___ Passage given ___

Certain operations (e.g., filtering, element-wise t-test for cluster tests) could be defined so that they work for all objects with the required dimensional structure rather than defining them separately for different object types

I think the clustering is not such a valid example here, it's quite abstract I would say. But I agree that the requirements could be made more explicit. But see #590 and the discussion on #580.
I think in many cases we already addressed this by adding the same functionality once with more context as a method and then as a function. Maybe things like this would be easier with RawBase et al. And sometimes it may be of advantage not to have a method on / work with each object ... E.g. fitting our ICA on an evoked objects might not be a good idea without certain pre-requirements met, or filtering evokeds, etc.

@christianbrodbeck
Copy link
Member Author

I've been thinking a few times about an stc object for epochs in source space ... valid point.

I wonder if it would be feasible to merge Epochs and Evoked objects into a single class that represents sensor space data (and allows multiple averages in an Evoked), and then make an analogous class for source estimates?

indexing should return objects that retain their data attributes and can be plotted without supplying additional arguments that the object could provide (e.g. plotting a topomap of a specific time point in an Evoked should be something like plot_topomap(Evoked[time]))

Yes. This is presumably minor and very doable, and certainly a good idea.

How would you approach that? My solution was that the objects keep information about dimensions -- i.e. a topography is like an Epochs object without the time dimension.

The option for meaningful slicing could make things more explicit (time=x instead of [:,:,x]) and simple (for example directly using a time value in seconds rather than first looking up the index of the desired time value in x.times ...)

Mhmm. This does not sound like something that would look very pythonic using square brackets. Maybe getters could do the job.

Agree, methods seem to be more natural for this than direct indexing

It would also be nice to do math operations with objects (e.g., do baseline correction by subtracting a topography object with several trials from an epochs object with the same number of trials)

We do have support for math in epochs, evokeds and stcs ... But it seems that's not enough?

What I had in mind was extending that math to objects with different dimensions, in the way that baseline correction is subtracting a topography that has no time dimension from an Epochs object. It's not a necessity, but I think it would be nice to be able to do something like evoked_blc = evoked - evoked.average(time=(None, 0)).

Certain operations (e.g., filtering, element-wise t-test for cluster tests) could be defined so that they work for all objects with the required dimensional structure rather than defining them separately for different object types

I think in many cases we already addressed this by adding the same functionality once with more context as a method and then as a function. ...

___

• Set tasks:
A. Decide whether each statement agrees with the object-design discussion above. Answer yes or no for each, and quote the deciding words from the discussion.
(i) Math operations are already supported in epochs, evokeds and stcs.
(ii) The participants agree that direct indexing is more natural than methods for slicing by a time value.
(iii) Fitting ICA on evoked objects may be a poor idea unless certain pre-requirements are met.
B. Pick up the object-design discussion above after its final line and carry it forward.

___ Entries ___

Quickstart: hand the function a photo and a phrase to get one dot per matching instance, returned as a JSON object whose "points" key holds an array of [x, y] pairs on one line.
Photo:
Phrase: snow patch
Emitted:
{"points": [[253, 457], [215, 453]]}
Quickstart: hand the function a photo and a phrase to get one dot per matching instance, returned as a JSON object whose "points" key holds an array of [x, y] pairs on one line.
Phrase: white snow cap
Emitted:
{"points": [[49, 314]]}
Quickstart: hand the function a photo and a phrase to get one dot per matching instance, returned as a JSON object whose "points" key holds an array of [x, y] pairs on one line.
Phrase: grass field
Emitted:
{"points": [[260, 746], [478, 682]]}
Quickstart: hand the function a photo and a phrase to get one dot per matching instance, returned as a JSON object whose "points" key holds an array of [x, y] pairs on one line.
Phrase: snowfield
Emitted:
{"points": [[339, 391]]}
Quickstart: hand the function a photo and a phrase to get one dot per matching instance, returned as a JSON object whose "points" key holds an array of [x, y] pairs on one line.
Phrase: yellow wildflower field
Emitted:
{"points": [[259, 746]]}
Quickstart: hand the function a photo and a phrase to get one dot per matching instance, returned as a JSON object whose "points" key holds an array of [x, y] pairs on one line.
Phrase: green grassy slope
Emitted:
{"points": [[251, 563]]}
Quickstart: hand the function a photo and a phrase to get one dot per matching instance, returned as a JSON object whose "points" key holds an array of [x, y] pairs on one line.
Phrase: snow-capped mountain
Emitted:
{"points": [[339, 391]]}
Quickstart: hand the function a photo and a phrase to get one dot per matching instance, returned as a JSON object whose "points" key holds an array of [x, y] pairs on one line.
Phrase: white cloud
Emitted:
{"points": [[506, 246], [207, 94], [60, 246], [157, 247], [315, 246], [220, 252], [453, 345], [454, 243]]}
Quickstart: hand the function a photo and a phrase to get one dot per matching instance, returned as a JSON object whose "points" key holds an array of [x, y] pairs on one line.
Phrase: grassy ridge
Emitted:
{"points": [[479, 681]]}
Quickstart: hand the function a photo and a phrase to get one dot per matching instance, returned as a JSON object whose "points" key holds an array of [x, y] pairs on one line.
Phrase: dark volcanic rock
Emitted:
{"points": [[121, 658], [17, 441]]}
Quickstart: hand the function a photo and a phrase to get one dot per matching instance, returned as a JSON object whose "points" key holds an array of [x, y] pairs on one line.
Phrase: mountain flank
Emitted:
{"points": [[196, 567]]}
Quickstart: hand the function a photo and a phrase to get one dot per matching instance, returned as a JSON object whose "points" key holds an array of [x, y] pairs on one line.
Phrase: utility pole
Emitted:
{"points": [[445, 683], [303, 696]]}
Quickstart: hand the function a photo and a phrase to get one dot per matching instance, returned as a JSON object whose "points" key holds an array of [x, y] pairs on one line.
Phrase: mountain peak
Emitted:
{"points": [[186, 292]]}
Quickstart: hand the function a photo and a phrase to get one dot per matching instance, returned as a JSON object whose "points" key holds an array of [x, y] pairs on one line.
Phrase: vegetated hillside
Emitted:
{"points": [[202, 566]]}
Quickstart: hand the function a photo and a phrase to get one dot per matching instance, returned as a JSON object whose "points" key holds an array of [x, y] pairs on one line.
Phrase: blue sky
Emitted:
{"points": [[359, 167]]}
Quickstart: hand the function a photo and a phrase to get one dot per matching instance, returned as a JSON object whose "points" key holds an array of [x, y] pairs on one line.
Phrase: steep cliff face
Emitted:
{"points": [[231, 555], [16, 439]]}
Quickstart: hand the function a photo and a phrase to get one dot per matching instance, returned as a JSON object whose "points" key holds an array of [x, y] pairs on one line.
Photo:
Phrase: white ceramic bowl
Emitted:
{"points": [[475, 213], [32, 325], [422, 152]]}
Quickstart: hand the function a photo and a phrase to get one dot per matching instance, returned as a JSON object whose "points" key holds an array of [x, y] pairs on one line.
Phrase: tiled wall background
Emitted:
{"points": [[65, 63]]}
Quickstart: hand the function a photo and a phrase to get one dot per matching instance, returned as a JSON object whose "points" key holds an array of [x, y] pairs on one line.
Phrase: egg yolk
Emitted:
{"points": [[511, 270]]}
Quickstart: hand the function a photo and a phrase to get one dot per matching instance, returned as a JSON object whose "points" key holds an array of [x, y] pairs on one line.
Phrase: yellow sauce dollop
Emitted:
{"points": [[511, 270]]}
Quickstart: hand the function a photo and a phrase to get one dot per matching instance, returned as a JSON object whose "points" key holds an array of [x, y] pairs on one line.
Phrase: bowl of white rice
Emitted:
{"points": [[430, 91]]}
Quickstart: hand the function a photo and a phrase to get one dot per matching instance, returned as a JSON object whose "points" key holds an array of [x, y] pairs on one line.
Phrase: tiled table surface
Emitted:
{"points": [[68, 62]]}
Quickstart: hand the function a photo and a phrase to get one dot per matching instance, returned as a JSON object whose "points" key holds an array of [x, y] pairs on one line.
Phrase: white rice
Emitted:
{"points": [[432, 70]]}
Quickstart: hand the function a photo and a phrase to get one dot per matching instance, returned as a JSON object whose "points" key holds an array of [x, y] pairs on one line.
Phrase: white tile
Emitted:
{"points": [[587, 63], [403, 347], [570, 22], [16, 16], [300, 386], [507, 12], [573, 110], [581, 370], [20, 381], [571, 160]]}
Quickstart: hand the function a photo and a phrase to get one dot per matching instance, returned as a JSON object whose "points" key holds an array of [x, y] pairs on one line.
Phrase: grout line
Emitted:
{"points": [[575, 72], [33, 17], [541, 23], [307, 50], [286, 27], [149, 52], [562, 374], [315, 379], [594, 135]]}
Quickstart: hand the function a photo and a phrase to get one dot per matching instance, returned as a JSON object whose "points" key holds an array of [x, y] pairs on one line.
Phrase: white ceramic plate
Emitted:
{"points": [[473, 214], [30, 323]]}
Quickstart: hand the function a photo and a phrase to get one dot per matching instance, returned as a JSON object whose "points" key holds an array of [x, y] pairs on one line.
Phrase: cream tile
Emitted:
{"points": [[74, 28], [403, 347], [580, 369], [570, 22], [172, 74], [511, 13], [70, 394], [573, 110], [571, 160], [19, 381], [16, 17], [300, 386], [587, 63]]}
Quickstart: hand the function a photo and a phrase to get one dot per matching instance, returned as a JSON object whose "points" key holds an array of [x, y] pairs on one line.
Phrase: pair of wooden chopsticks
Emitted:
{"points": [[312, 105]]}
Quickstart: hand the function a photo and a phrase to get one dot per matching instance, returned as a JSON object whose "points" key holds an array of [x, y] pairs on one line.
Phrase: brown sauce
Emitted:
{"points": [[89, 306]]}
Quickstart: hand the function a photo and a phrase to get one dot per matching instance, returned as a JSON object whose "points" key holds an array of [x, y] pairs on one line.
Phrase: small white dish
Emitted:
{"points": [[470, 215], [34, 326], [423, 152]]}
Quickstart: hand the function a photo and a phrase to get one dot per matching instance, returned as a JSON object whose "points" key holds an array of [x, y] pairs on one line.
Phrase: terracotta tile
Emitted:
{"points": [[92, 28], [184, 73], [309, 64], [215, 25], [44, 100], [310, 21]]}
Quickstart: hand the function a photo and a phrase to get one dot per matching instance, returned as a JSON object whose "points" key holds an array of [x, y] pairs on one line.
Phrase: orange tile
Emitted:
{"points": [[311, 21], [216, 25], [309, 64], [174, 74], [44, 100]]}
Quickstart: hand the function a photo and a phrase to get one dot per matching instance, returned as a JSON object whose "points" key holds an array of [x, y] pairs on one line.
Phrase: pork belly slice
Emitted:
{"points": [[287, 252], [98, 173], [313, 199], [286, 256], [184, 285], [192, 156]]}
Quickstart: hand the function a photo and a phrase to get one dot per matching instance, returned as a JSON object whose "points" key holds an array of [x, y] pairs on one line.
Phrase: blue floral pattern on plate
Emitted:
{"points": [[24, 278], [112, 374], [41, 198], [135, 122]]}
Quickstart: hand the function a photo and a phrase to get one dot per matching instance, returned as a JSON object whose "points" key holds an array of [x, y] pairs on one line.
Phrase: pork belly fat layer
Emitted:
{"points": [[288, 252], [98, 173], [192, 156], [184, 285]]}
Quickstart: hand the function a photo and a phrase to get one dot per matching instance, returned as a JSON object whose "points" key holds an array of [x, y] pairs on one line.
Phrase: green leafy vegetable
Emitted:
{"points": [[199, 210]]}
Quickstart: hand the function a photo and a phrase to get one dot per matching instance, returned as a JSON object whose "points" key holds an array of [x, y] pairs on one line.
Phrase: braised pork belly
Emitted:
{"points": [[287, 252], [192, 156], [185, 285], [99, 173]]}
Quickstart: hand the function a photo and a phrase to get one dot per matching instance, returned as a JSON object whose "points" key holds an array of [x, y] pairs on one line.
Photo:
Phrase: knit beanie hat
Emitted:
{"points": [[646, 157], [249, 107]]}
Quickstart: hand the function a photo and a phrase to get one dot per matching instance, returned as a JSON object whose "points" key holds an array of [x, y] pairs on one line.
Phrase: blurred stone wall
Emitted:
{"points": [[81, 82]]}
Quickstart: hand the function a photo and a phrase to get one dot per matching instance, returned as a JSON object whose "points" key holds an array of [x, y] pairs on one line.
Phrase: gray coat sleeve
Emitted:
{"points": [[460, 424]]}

___

• Expected answers:
A.
(i) Yes: "We do have support for math in epochs, evokeds and stcs"
(ii) No: "Agree, methods seem to be more natural for this than direct indexing"
(iii) Yes: "fitting our ICA on an evoked objects might not be a good idea without certain pre-requirements met"

B.
Yes that works too, just seems to require somewhat more maintenance especially if now new subclasses arise for which some methods might break...

@dengemann
Copy link
Member

I wonder if it would be feasible to merge Epochs and Evoked objects into a single class that represents sensor space data (and allows multiple averages in an Evoked), and then make an analogous class for source estimates?

sounds reasonable to me. But that would probably break APIs + user code ... @agramfort will love it.
For the stcs the case is maybe a bit different, here we don't have a proper object for representing epochs.
Mhm, we could create an analogy between reading epochs from disk and projecting epochs into source space, to allow for any lazy on-demand processing of source space single trials...
To me this sounds like we first would like to have an Eposch subclass for stcs.

maths, polymorphism, etc.

It sounds like this like we first get the evoked topo plot PR merged to be able to more concretely discuss these other points mentioned. The topo case might be a good model candidate to expose these points without scaring object-phobic people ;-)

@christianbrodbeck
Copy link
Member Author

sounds reasonable to me. But that would probably break APIs + user code ... @agramfort will love it.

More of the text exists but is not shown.